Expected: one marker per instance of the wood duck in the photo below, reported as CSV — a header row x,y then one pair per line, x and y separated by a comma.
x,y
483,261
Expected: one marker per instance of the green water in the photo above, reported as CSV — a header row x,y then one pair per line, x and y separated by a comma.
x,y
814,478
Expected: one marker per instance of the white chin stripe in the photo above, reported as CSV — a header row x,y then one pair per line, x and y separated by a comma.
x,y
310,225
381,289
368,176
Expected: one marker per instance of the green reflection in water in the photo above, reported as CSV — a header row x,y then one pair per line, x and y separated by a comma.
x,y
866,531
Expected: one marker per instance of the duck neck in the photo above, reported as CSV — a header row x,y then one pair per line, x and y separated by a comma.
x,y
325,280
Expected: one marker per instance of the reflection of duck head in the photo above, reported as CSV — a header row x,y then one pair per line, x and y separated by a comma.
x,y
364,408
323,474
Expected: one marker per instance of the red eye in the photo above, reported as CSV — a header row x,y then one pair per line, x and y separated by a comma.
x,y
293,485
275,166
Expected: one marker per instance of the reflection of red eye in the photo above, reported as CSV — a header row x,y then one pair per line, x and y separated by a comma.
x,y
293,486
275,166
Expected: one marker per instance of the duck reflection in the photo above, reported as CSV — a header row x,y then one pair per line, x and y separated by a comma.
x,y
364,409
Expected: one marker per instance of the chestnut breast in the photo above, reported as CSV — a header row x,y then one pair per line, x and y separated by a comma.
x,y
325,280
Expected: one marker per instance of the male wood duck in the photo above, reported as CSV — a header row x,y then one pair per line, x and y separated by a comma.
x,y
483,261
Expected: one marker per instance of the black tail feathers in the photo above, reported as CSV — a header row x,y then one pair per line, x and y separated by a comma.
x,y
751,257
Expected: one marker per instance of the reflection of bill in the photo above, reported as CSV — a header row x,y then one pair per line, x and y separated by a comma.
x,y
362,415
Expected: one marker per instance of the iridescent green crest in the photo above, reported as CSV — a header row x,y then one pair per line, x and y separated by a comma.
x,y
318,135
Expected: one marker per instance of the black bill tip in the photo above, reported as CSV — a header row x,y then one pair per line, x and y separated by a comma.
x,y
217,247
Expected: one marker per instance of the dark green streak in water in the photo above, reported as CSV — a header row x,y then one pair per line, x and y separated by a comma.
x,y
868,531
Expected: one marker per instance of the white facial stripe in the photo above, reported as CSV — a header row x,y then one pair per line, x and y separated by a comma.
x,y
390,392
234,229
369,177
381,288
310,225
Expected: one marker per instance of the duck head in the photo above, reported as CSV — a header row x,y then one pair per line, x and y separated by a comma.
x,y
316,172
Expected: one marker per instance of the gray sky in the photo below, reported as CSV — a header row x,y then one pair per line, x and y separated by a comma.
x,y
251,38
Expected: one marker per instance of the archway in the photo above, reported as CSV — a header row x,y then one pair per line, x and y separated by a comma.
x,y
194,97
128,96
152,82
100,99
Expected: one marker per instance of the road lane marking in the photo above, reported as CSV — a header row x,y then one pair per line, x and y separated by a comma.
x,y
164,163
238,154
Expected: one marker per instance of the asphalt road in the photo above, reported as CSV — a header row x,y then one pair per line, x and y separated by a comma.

Given instruction »
Quote, word for word, every line starting at the one that contains "Expected: one marker per instance of the black bill" and ending with the final line of the entries.

Final result »
Expected: one marker per instance of the black bill tip in the photo above, reported as CSV — a header row x,y then one pair per line, x and y separated by a comma.
x,y
217,247
Expected: one marker per instance of the dark green streak in water in the photo above, reported as CSV — a header row x,y then one pair per line, x and y separated by a comma.
x,y
868,531
Expected: one marker per instance of the white facial stripe in the photo above, reported as CSV — a header row x,y then one pair per line, x and y separated by a comma.
x,y
390,392
234,229
369,177
381,288
310,225
Expected: one marker per instance of the duck head in the photo above, reported as CSV — a header row x,y then one pair per line, x and y separated by a comma.
x,y
316,172
Expected: one marker per instance of the gray sky in the photo below, reported as CSV — a header row x,y then one pair per line, x and y separated by a comma.
x,y
251,38
Expected: one marker per instance of the archway in the photo above, reported as CSV — a header row x,y then one pair per line, x and y separated by a comma.
x,y
194,97
128,96
152,82
100,99
Expected: one marker per instance of the road lane marking in the photo above, reported as CSV — a header row x,y then one pair per line, x and y separated by a comma.
x,y
164,163
238,154
Expected: one marker per instance of the asphalt road in the photo above, reported as CSV — a header row x,y then one pair per line, x and y separated by a comma.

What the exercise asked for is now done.